Region pointing data
+---+

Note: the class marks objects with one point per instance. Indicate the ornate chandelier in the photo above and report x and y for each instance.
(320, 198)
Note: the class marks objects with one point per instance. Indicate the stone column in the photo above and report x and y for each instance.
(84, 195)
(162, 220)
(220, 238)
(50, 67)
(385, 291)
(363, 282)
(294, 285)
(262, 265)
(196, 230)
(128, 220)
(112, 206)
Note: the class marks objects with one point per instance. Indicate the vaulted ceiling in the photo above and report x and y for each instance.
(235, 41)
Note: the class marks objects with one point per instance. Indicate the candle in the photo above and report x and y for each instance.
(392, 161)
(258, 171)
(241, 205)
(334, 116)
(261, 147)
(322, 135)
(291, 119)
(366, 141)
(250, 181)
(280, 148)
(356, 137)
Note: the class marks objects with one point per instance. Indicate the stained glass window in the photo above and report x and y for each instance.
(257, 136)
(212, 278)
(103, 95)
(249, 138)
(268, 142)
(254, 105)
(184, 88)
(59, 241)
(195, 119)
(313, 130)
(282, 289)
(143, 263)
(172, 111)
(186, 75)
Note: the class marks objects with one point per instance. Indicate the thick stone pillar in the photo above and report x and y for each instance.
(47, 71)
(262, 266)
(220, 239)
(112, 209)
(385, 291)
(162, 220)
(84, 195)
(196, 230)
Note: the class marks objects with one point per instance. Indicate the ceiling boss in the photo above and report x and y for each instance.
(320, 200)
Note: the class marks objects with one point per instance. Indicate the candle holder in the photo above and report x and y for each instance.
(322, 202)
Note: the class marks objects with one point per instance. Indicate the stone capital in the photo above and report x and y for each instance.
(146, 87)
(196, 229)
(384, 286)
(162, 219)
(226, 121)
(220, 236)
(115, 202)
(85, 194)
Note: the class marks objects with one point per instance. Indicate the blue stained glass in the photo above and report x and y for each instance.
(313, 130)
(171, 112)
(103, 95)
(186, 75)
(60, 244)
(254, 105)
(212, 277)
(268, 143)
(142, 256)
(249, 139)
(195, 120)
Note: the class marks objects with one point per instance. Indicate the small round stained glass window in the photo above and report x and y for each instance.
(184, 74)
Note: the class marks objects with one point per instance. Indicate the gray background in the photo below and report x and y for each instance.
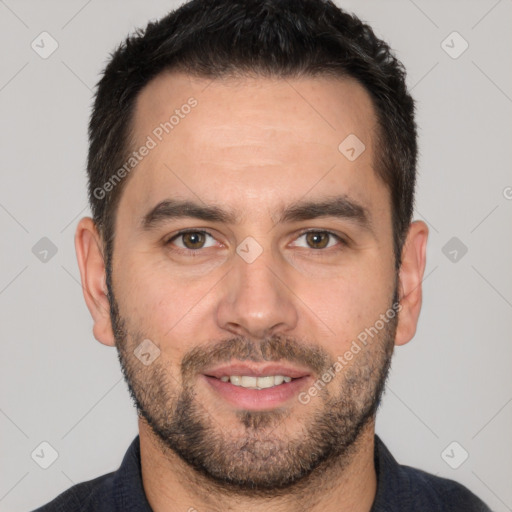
(453, 382)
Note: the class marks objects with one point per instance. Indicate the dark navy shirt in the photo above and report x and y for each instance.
(399, 488)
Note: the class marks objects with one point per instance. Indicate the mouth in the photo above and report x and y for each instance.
(256, 388)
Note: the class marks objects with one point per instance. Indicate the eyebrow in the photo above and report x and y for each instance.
(339, 207)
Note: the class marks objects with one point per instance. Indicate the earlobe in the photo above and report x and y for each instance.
(88, 246)
(410, 281)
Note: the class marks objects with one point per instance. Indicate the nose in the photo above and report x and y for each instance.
(256, 300)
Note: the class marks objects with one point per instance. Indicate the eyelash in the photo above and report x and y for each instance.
(194, 252)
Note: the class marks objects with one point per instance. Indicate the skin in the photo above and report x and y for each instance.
(254, 145)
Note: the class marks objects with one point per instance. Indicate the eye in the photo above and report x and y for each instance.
(320, 239)
(191, 240)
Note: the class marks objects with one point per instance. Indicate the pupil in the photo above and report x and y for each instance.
(194, 239)
(318, 238)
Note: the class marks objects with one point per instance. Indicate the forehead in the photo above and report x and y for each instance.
(255, 142)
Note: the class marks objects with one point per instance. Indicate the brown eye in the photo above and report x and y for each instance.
(318, 239)
(191, 240)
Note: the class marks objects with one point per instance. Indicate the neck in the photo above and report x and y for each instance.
(171, 485)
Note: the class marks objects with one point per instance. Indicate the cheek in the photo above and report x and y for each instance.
(346, 306)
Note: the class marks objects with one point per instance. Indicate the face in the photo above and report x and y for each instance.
(286, 262)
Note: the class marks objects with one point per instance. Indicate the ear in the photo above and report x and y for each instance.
(410, 279)
(89, 252)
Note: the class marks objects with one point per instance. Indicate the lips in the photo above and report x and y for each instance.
(254, 370)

+---+

→ Your instructions: Please reproduce the entries above line by line, exactly, leaving out each image.

→ Written answer:
Note: the class marks objects with one point per instance. Indicate the ornate chandelier in the photo above and report x and y for each instance.
(320, 198)
Note: the class marks objects with one point per instance. Indicate the stone column in the photo above and report x and y for each instance.
(84, 195)
(162, 220)
(220, 238)
(50, 67)
(385, 291)
(363, 282)
(294, 285)
(262, 265)
(196, 230)
(128, 220)
(112, 206)
Note: the class marks objects with one point per instance. Indicate the vaulted ceiling in the photo above and report x and y for each instance.
(235, 41)
Note: the class marks objects with one point per instance. Indicate the candle in the photo above and report x and y for each instance.
(392, 161)
(258, 171)
(241, 205)
(334, 116)
(261, 147)
(322, 135)
(291, 119)
(366, 141)
(250, 181)
(280, 148)
(356, 137)
Note: the class marks objects with one point per instance. Indicate the stained glass window in the photo above and report x and y for each instance.
(257, 136)
(212, 278)
(103, 95)
(249, 138)
(268, 142)
(254, 105)
(184, 88)
(59, 241)
(195, 119)
(313, 130)
(282, 289)
(143, 263)
(172, 111)
(186, 75)
Note: the class marks objects with one point per instance. Indicate the thick stone pillar in the photo above and report x and y for each instance.
(47, 71)
(262, 266)
(220, 239)
(112, 209)
(385, 291)
(162, 220)
(84, 195)
(196, 230)
Note: the class marks objects with one point per instance. Indicate the ceiling boss in the photo above and report x and y for each instance.
(320, 200)
Note: the class marks objects with one point per instance. Indicate the candle holder in the photo above and report x and y for each instance.
(322, 202)
Note: the class marks objects with one point per instance. Indicate the stone capital in the photo above and report x and y for each instance.
(146, 87)
(196, 229)
(384, 286)
(162, 219)
(226, 121)
(220, 236)
(115, 202)
(85, 194)
Note: the class marks objects with one point per instance. Indicate the blue stained glass in the photo above and report x and y for each instance.
(313, 130)
(171, 112)
(103, 95)
(186, 75)
(60, 244)
(254, 105)
(212, 277)
(268, 143)
(142, 256)
(249, 139)
(195, 120)
Note: the class marks objects with one point per instance. Indicate the small round stained glass window in the photo above and report x and y for each instance.
(184, 74)
Note: the class marks objects with one point per instance. Indicate the gray background in the photo below and report x and y for each instance.
(453, 382)
Note: the class marks objects with one point per instance. Indicate the dark navy shirt in the photo above and report x and y for each instance.
(399, 488)
Note: the class marks objects with one point per instance. Indicate the mouth in the photo above and report x and y for each instance.
(256, 388)
Note: the class marks objects with one point per instance. Indicate the eyebrow in the photo above and report x and y for each instance.
(339, 207)
Note: the class marks objects with one point per instance. Indicate the earlobe in the photo above and report x and y for each instance.
(88, 246)
(410, 281)
Note: the class marks objects with one point per instance. Indicate the nose in the photo above and report x and y for each instance.
(256, 300)
Note: the class marks objects with one point per instance. Indicate the eyelash in the photo above and report x and y for each instance.
(194, 252)
Note: the class marks objects with one point per instance. Indicate the skin in the photo above and report x and y for each instance.
(254, 145)
Note: the class marks objects with one point per instance. Indicate the eye in the photo above and report x and y for each instance.
(320, 239)
(191, 240)
Note: the class marks objects with one point per instance. Indicate the pupil in the photo above and report x and y for each instance.
(194, 239)
(318, 238)
Note: the class marks objects with one point per instance. Indicate the forehead in the photo above and report x and y for each instance.
(255, 142)
Note: the class marks objects with one point per instance. Indicate the brown eye in the photo above and report x and y for each instance.
(318, 239)
(191, 240)
Note: the class marks objects with one point per instance. Indicate the neck in the photo above and report x and y for each instance.
(171, 485)
Note: the class marks objects with one point per instance. Indicate the cheek in the photo above and report x and y for each instance.
(346, 306)
Note: the class marks objects with one point per instance. Indicate the face in the photo above and report x and y for each instance.
(286, 262)
Note: the class marks objects with one point per instance. Indicate the ear in the photo above and report x and y for each instance.
(410, 279)
(89, 252)
Note: the class marks objects with one point per instance. Indicate the lips in the photo above and report x and y for each instance.
(254, 370)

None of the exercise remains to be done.